DIRECTIONS FOR THIS TASK: Reproduce, exactly and in full, the lines from the one with "positive clicks: (398, 23)" through the one with "box: [142, 256, 238, 289]" in the data below; drop pictures.

(RECORDS FOR PROCESSING Opens)

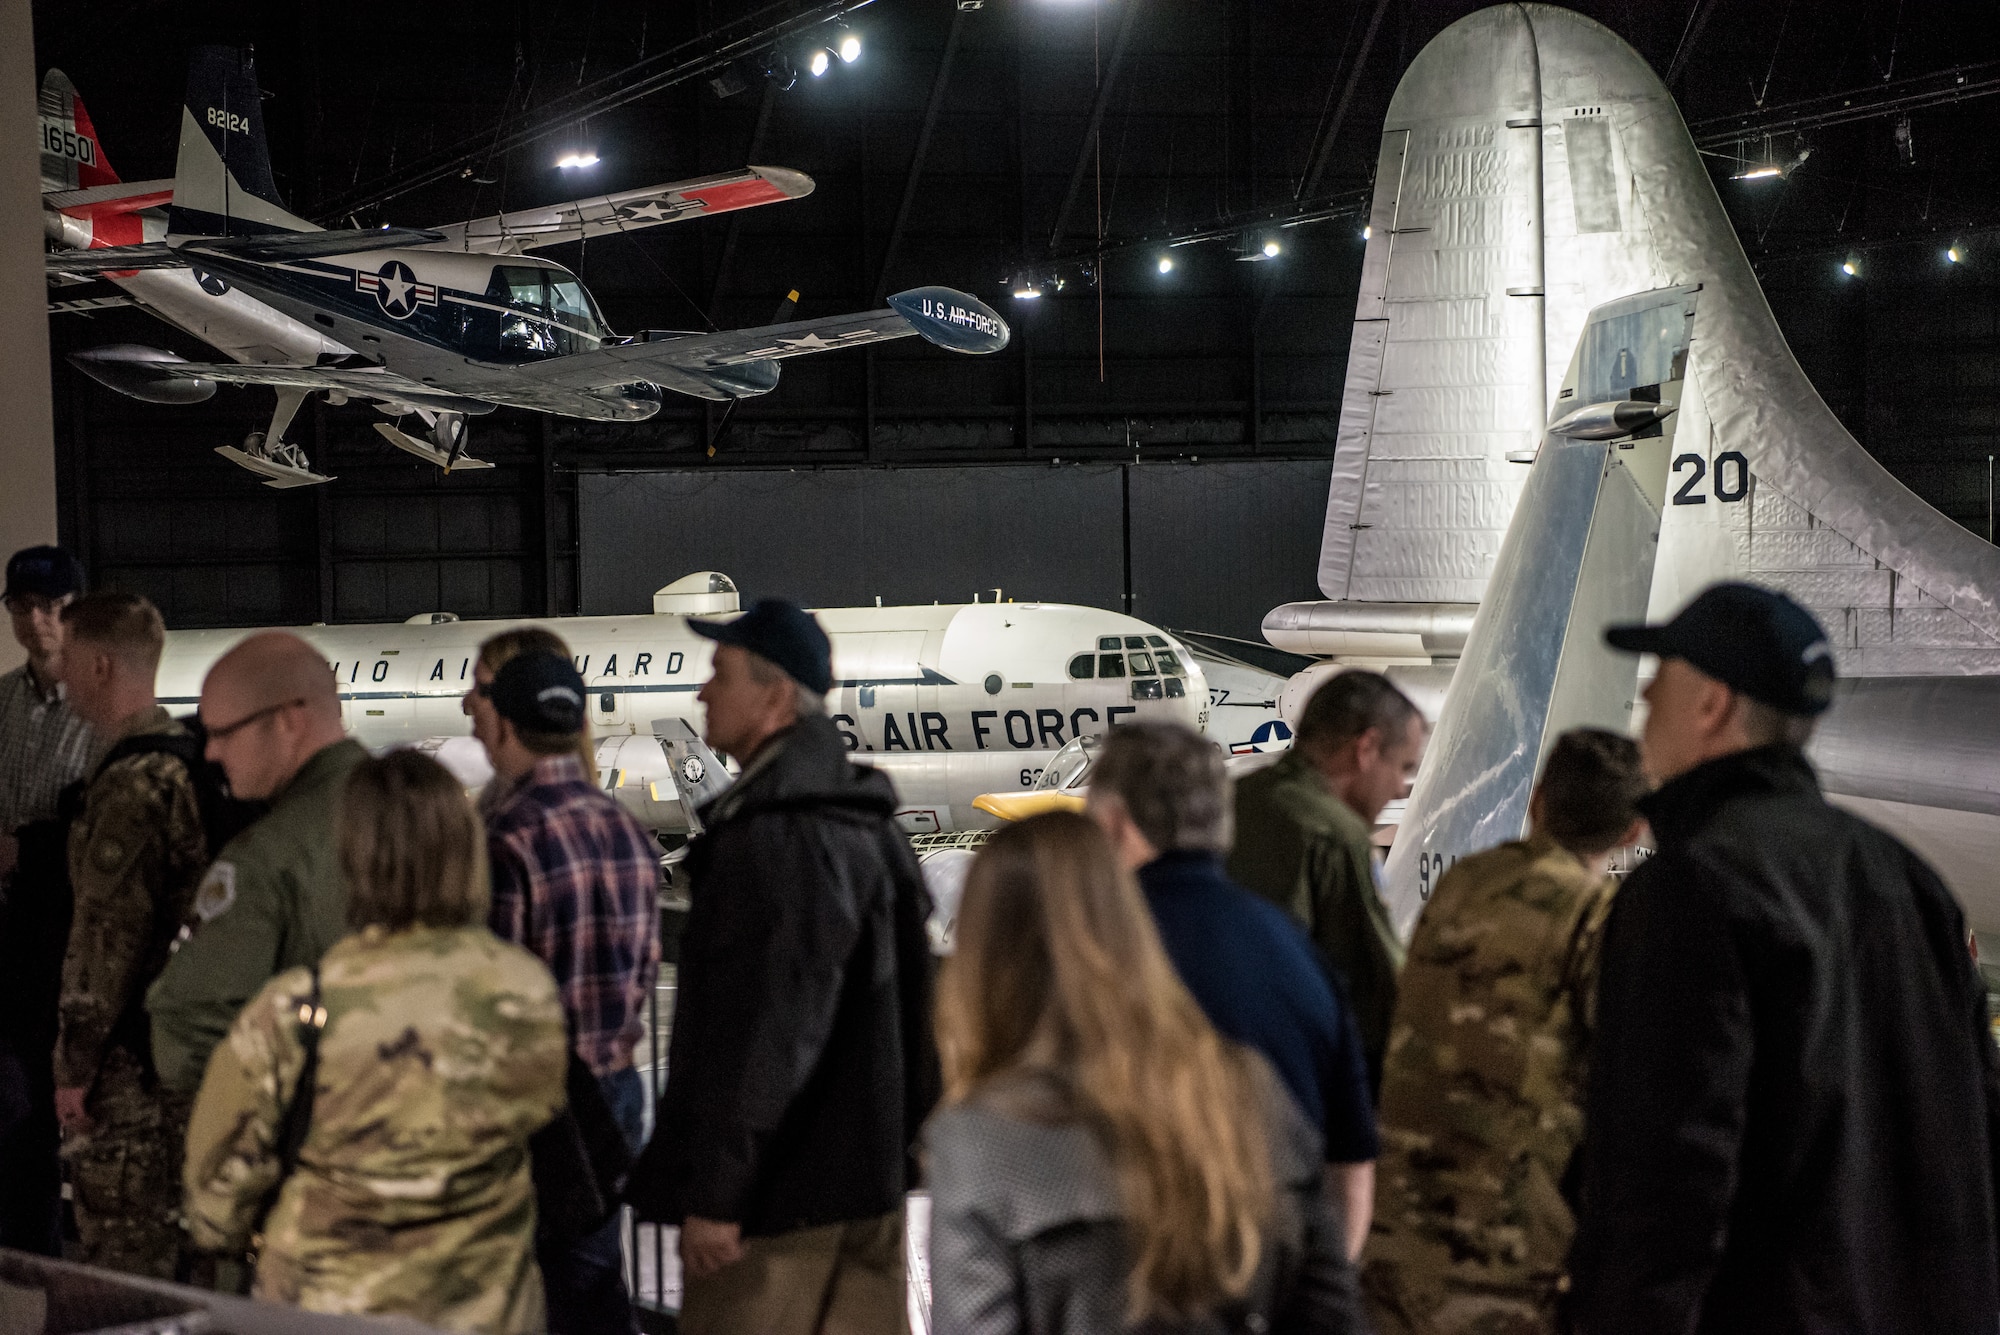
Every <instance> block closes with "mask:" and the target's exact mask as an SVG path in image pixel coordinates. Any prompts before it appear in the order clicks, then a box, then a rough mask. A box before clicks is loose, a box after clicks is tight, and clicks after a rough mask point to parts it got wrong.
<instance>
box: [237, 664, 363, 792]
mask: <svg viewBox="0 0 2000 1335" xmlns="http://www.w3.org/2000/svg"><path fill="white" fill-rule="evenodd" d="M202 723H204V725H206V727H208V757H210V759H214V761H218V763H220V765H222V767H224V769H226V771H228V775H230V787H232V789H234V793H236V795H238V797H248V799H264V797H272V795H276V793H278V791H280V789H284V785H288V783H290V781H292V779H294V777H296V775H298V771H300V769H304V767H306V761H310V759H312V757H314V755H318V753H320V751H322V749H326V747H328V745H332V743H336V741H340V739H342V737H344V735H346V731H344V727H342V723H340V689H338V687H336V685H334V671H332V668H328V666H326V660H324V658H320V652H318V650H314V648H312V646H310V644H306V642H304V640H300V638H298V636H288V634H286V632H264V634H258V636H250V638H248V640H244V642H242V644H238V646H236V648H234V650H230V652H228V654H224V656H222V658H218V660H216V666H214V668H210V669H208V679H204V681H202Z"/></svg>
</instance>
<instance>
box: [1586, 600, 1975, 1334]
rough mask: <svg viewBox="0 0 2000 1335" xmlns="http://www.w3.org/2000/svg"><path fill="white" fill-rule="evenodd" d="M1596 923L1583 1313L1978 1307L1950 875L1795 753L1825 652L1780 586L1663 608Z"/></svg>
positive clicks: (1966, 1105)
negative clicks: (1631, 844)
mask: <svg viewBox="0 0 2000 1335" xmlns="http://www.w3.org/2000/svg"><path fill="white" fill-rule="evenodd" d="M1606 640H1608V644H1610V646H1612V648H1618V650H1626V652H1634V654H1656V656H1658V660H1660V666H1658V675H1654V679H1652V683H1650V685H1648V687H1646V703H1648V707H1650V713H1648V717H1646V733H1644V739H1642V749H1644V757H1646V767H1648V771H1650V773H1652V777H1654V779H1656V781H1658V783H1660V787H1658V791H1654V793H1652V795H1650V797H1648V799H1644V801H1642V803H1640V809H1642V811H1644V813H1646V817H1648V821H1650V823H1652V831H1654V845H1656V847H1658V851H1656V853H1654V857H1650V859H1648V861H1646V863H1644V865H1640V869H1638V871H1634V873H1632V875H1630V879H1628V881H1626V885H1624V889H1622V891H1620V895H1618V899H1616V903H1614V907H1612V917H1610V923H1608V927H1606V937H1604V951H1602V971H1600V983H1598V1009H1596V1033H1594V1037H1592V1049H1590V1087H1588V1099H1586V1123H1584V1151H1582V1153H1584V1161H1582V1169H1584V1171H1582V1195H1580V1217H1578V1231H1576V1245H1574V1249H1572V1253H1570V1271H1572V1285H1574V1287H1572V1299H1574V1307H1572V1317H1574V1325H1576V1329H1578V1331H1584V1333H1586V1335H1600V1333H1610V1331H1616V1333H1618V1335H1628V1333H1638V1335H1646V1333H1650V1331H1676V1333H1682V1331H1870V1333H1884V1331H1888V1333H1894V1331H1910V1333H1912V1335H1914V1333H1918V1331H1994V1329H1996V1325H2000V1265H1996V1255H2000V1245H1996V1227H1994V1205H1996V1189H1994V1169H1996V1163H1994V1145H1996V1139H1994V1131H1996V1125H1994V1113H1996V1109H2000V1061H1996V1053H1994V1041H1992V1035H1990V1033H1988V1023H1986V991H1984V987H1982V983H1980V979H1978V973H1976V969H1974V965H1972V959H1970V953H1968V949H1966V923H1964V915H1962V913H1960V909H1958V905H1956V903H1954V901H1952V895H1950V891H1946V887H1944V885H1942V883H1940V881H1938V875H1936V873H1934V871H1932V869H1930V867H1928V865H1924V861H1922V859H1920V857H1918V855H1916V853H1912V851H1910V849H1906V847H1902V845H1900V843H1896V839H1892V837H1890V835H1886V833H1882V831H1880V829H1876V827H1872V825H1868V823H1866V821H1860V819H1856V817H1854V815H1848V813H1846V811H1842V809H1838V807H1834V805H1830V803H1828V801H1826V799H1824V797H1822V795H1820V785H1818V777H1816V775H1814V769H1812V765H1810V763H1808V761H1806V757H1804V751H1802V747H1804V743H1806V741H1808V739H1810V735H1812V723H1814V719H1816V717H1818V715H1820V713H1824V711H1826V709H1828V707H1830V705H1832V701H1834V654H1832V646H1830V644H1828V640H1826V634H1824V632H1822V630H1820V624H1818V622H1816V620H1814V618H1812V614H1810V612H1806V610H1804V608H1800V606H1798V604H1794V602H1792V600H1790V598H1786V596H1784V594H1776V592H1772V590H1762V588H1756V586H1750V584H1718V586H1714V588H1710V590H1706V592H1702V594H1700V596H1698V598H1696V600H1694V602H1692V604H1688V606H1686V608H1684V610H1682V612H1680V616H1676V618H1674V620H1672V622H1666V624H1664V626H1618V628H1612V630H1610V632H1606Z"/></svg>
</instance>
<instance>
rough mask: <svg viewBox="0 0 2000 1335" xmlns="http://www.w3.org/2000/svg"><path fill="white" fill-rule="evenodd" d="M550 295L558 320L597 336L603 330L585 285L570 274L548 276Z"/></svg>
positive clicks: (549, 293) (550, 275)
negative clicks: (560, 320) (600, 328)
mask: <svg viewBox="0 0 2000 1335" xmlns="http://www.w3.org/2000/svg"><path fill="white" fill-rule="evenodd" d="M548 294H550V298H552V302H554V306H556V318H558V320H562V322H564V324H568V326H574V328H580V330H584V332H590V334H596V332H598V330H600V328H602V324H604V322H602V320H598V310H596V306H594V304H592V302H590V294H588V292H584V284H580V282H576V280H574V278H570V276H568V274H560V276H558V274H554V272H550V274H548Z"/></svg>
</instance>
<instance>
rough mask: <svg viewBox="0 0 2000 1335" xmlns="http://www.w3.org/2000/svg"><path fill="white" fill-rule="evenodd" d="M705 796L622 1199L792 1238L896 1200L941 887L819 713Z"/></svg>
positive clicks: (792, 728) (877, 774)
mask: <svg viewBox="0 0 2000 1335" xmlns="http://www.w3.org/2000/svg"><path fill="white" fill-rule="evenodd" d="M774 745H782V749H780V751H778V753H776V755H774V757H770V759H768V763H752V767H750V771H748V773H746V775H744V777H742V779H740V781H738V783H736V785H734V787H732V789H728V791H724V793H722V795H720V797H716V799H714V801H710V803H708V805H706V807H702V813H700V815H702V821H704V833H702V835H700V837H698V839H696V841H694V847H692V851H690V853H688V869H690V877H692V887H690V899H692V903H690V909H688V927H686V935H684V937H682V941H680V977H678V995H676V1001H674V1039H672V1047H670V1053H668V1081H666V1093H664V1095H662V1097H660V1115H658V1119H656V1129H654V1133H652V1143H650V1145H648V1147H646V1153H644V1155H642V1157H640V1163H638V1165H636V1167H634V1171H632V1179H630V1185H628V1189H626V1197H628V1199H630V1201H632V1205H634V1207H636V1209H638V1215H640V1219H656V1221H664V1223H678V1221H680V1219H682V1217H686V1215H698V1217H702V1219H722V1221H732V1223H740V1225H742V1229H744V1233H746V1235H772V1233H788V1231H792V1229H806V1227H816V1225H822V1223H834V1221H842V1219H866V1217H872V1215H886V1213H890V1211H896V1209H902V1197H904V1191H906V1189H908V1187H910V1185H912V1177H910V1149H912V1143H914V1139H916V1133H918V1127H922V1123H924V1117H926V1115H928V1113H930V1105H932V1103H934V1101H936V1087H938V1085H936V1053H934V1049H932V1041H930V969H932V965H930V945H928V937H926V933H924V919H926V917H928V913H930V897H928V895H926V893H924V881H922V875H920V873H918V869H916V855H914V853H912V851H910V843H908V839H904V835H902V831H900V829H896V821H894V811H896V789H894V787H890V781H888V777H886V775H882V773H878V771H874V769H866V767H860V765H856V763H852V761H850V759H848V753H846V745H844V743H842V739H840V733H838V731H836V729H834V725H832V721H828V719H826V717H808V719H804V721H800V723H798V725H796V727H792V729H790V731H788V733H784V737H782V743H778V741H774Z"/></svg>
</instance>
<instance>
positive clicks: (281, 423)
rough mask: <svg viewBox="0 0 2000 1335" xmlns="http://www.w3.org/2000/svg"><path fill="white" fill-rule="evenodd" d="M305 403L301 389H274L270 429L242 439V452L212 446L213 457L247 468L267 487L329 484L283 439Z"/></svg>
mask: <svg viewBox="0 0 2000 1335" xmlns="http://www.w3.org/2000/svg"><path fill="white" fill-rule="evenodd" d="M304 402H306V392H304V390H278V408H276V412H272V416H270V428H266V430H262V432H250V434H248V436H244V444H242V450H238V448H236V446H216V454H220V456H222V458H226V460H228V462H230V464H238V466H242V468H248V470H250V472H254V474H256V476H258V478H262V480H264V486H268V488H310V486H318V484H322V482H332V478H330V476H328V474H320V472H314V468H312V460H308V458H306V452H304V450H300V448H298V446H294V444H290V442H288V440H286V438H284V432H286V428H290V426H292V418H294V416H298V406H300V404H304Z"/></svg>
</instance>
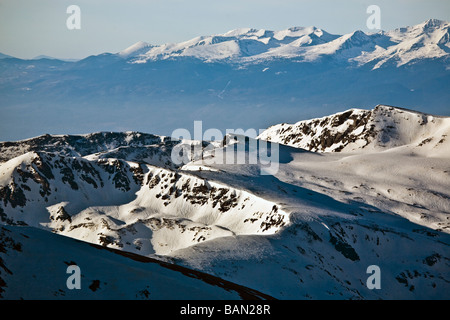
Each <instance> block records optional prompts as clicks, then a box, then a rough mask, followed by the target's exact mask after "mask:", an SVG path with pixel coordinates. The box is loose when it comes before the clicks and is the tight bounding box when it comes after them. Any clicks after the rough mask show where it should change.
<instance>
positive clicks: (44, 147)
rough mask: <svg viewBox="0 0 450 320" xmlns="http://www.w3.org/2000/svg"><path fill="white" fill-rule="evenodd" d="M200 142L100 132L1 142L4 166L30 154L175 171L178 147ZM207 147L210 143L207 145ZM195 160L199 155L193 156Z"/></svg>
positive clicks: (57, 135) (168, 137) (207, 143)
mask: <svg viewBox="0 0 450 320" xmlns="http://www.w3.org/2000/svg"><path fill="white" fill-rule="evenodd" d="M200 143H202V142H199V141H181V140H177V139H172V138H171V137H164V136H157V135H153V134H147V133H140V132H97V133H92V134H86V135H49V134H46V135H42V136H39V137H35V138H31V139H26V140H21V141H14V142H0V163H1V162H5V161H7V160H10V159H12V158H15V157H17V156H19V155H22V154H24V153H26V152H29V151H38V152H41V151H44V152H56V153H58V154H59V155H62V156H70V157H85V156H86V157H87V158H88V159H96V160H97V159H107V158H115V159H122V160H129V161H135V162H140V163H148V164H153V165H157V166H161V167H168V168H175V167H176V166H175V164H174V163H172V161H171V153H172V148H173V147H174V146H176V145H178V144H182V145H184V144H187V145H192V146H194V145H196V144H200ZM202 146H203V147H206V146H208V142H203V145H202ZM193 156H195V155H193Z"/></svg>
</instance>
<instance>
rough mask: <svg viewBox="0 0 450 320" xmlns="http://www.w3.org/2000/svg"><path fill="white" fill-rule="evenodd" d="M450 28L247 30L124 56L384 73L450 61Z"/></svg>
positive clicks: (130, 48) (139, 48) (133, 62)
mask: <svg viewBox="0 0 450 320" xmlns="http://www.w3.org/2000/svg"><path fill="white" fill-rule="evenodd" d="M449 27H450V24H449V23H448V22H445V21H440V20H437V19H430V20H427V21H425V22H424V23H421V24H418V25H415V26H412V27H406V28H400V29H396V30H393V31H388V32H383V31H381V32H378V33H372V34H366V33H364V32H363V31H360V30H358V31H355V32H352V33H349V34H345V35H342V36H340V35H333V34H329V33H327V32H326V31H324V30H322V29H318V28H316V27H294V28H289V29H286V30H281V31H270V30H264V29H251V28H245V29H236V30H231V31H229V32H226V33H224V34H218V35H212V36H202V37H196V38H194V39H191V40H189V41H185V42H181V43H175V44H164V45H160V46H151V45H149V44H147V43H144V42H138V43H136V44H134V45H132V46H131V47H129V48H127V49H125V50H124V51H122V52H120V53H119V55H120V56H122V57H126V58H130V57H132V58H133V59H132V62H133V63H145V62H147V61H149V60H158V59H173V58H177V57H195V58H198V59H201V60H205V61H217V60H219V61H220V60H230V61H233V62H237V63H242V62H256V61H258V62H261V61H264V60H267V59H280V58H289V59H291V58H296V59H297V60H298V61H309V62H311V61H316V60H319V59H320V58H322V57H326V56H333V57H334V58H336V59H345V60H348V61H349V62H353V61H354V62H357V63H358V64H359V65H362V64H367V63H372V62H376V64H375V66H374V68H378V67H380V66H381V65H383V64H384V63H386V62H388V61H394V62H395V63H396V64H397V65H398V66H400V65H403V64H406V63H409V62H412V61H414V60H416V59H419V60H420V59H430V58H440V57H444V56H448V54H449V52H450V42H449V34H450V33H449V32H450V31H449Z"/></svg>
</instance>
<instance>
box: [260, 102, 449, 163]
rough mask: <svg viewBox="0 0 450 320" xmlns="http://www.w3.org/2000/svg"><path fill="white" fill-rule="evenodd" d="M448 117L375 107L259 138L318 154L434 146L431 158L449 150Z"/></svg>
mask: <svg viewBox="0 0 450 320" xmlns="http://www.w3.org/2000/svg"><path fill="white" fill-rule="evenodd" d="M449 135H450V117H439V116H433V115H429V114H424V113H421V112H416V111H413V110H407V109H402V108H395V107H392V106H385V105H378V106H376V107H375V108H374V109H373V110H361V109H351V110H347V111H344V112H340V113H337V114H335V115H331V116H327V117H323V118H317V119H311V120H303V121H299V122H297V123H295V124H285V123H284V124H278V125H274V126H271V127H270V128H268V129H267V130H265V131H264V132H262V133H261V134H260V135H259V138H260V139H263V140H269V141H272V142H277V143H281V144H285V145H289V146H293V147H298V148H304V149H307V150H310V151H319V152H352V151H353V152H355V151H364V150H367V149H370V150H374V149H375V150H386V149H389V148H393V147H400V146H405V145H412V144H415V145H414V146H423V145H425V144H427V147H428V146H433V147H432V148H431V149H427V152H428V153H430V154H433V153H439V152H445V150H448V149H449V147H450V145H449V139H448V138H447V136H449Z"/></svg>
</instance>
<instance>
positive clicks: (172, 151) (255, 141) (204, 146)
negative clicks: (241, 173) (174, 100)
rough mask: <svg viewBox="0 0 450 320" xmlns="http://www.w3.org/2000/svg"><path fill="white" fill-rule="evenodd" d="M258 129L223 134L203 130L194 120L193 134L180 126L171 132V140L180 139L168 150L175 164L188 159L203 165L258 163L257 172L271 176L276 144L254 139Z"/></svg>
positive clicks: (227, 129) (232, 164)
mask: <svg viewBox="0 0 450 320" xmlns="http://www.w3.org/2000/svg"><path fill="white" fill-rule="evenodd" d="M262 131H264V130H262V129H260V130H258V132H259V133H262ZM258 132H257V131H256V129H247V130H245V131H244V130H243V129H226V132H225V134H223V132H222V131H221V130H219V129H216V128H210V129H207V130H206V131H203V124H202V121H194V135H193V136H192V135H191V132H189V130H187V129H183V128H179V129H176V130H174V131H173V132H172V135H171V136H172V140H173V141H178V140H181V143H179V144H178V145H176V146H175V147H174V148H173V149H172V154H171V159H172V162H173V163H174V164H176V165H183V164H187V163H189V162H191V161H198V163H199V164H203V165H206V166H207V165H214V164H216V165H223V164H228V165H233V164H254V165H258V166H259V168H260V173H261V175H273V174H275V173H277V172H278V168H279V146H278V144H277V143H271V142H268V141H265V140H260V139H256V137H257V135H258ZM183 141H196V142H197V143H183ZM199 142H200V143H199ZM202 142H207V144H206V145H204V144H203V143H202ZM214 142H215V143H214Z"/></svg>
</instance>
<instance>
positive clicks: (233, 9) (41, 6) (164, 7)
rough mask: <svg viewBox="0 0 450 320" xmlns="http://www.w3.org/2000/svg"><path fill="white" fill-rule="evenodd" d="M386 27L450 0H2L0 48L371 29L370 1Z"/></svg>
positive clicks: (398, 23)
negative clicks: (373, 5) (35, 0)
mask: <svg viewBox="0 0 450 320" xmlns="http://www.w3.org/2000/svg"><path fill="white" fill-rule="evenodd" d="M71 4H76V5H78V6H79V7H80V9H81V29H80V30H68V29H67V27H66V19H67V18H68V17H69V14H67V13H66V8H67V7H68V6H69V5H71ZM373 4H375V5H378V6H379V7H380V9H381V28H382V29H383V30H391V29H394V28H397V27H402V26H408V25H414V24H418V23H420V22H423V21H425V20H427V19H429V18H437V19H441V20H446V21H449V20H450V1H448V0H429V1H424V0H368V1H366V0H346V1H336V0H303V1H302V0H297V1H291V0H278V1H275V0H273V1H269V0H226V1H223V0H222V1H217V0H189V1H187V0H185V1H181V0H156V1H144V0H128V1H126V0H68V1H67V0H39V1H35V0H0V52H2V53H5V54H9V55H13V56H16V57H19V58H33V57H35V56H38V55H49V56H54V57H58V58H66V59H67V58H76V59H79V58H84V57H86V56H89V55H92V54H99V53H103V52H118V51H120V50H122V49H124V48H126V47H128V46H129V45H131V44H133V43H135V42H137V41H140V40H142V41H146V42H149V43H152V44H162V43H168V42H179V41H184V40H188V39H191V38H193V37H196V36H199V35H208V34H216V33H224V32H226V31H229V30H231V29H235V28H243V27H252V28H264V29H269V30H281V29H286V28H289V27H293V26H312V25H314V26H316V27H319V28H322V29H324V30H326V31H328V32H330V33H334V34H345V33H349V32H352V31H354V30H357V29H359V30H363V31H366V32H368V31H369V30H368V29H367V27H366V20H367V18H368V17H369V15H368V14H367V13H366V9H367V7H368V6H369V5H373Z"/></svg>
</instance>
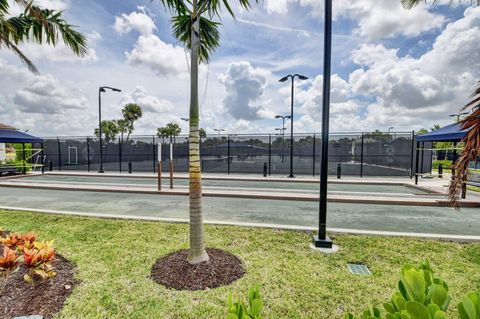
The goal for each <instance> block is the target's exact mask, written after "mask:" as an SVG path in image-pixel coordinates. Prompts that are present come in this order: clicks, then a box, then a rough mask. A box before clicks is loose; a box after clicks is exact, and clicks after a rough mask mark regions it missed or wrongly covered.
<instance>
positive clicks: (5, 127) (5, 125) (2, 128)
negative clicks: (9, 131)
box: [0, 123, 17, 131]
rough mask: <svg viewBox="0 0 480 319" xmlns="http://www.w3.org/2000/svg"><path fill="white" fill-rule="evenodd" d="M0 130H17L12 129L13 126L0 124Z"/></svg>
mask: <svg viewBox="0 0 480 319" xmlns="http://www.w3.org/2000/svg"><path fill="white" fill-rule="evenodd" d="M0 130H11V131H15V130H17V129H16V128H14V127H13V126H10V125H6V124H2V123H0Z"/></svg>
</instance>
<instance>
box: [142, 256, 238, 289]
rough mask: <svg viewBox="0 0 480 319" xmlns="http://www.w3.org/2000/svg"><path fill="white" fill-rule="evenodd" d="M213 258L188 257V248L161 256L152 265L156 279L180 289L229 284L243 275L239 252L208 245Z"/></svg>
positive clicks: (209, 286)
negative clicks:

(RECORDS FOR PROCESSING Closes)

RESPONSE TO THIS TASK:
positive clicks: (398, 23)
negative clicks: (373, 5) (35, 0)
mask: <svg viewBox="0 0 450 320" xmlns="http://www.w3.org/2000/svg"><path fill="white" fill-rule="evenodd" d="M71 4H76V5H78V6H79V7H80V9H81V29H80V30H68V29H67V27H66V19H67V18H68V17H69V14H67V13H66V8H67V7H68V6H69V5H71ZM373 4H375V5H378V6H379V7H380V9H381V28H382V29H383V30H391V29H394V28H397V27H402V26H408V25H414V24H418V23H420V22H423V21H425V20H427V19H429V18H437V19H441V20H446V21H449V20H450V1H448V0H429V1H424V0H368V1H366V0H346V1H336V0H303V1H302V0H297V1H291V0H278V1H275V0H273V1H269V0H226V1H223V0H222V1H217V0H189V1H187V0H185V1H181V0H156V1H144V0H128V1H126V0H68V1H67V0H39V1H35V0H0V52H2V53H5V54H9V55H13V56H16V57H19V58H33V57H35V56H38V55H49V56H54V57H58V58H66V59H67V58H76V59H79V58H84V57H86V56H89V55H92V54H99V53H103V52H118V51H120V50H122V49H124V48H126V47H128V46H129V45H131V44H133V43H135V42H137V41H140V40H142V41H146V42H149V43H152V44H162V43H168V42H179V41H184V40H188V39H191V38H193V37H196V36H199V35H208V34H216V33H224V32H226V31H229V30H231V29H235V28H243V27H252V28H264V29H269V30H281V29H286V28H289V27H293V26H312V25H314V26H316V27H319V28H322V29H324V30H326V31H328V32H330V33H334V34H345V33H349V32H352V31H354V30H357V29H359V30H363V31H366V32H368V31H369V30H368V29H367V27H366V20H367V18H368V17H369V15H368V14H367V13H366V9H367V7H368V6H369V5H373Z"/></svg>
</instance>
The goal for each <instance> block is the target's exact mask, written after "mask:" as an SVG path in image-pixel coordinates. Prompts that are present come in this order: clicks, then a box, then a rough mask. A box before clicks is loose; a box after clicks is exact, and clicks after a rough mask mark regions it missed or wrongly covered.
<instance>
positive clicks: (5, 127) (5, 125) (2, 128)
negative clicks: (9, 131)
box: [0, 123, 17, 131]
rough mask: <svg viewBox="0 0 480 319" xmlns="http://www.w3.org/2000/svg"><path fill="white" fill-rule="evenodd" d="M0 130H17L12 129L13 126L0 124Z"/></svg>
mask: <svg viewBox="0 0 480 319" xmlns="http://www.w3.org/2000/svg"><path fill="white" fill-rule="evenodd" d="M0 130H11V131H15V130H17V129H16V128H14V127H13V126H10V125H6V124H2V123H0Z"/></svg>
</instance>
<instance>
box: [142, 256, 238, 289]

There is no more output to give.